DOCUMENT TEXT START

Getting back to your roots
A reconnection to why you begun in the first place
This is super corny but I’m going to put down some lyrics down here from ‘One More Year’ by Tame Impala which resonate with me and make me question my own actions.
'Cause I get this feeling and maybe you get it, too
We're on a rollercoaster stuck on its loop-de-loop
'Cause what we did one day on a whim
Has slowly become all we do
I never wanted any other way to spend our lives
I know we promised we'd be doing this 'til we die
And now I fear we might
Oh, now I fear we might
I’m pretty sure that Kevin Parker isn’t talking about athletics training in these lyrics and instead about staying young and partying forever; but it does make me critical about how I spend my time now. One day I just started athletics training at age 10, it accumulated momentum and now 19 years later, I’m still doing the same thing. Sometimes it feels like I’m not even conscious of myself being someone who trains multiple times a week; and sometimes I’m absolutely in love with that reality.
I think that fundamentally at my athletics origins, I was drawn to the hurdles as it was an awkward problem solving activity that not many others were able to solve and I loved competing. I loved watching footage and studying some of the great hurdlers at the time such as David Oliver, Dayron Robles and Liu Xiang (and of course Bolt and Powell in the sprints) and trying to bring elements of their style to mine. I was also playing Aussie Rules Football at the time and as a Sydney Swans fan, the Bloods were well and truly at their peak, winning the grand final in 2005. I loved watching Adam Goodes, Michael O’Loughlin, Ryan O’Keefe and for some reason, I remember really like watching the eccentric Jason Akermanis.
For me, reconnecting with competitiveness and problem solving; and also studying some of the great athletes of our time is something which puts me back on track in training. Even as I’m almost getting into my thirties, I still have favourite athletes - Stephen Curry and Errol Gulden are my favourite athletes right now and watching them genuinely makes me feel lucky to be alive to watch it.

DOCUMENT TEXT END
MATERIAL SHOWN START

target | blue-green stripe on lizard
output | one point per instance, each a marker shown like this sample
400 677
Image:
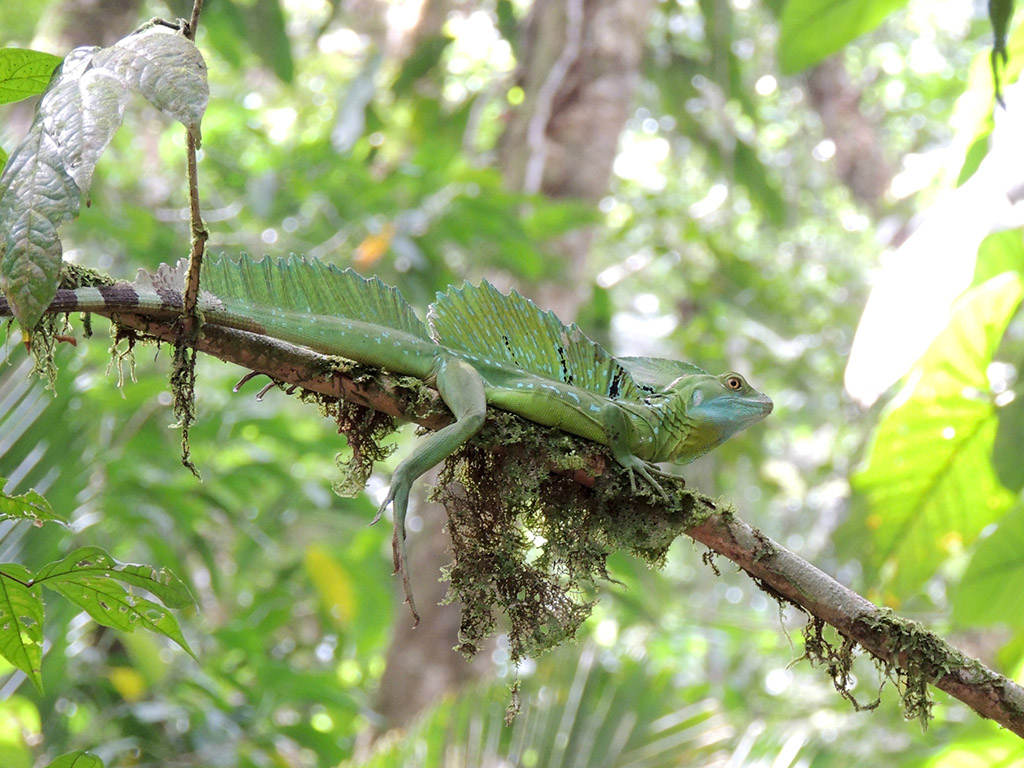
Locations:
481 348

MATERIAL SHOWN END

CHECK YOUR UNDERSTANDING
1. Return the passage of the roots essay from "I think that" up to and including "eccentric Jason Akermanis.", copied word for word.
2. According to the roots essay, at what age did the writer begin athletics training?
3. Write the next part of the roots essay, picking up after its final sentence.
The rows come from a separate source and are unrelated to the roots essay.

ANSWERS TO THE PROBLEMS
1.
I think that fundamentally at my athletics origins, I was drawn to the hurdles as it was an awkward problem solving activity that not many others were able to solve and I loved competing. I loved watching footage and studying some of the great hurdlers at the time such as David Oliver, Dayron Robles and Liu Xiang (and of course Bolt and Powell in the sprints) and trying to bring elements of their style to mine. I was also playing Aussie Rules Football at the time and as a Sydney Swans fan, the Bloods were well and truly at their peak, winning the grand final in 2005. I loved watching Adam Goodes, Michael O’Loughlin, Ryan O’Keefe and for some reason, I remember really like watching the eccentric Jason Akermanis.

2. At age 10.

3.
There is a commonality amongst all the listed athletes and that is they play the game in the most beautiful, aesthetic, creative way without shortchanging effort and determination. They all made themselves outliers stylistically - they’re all one of ones - and pioneered the sport for years to come. To me, they’re always reminders to embrace your own strengths and that you’re only your strongest if you’re true to yourself as an individual and to be a fierce competitor.

(Me winning my first national title back in the glory days receiving a medal from former Australian hurdles record holder, Kyle Van der Kuyp))
Know yourself
All of the above cliches require an understanding of yourself - how you respond to training, what ticks your boxes and why you do what you do. You need to be consistent enough to have a Bread and Butter skillset, know what really pushes your buttons to be able to whip out a Chicken Soup when needed and to occasionally revisit your origins and inspirations as a way to remind yourself what you actually like about sport or training all together.
Knowing yourself (physically, spiritually, emotionally, mentally, socially) is the ultimate goal in order to develop skills that push through ruts and stagnation.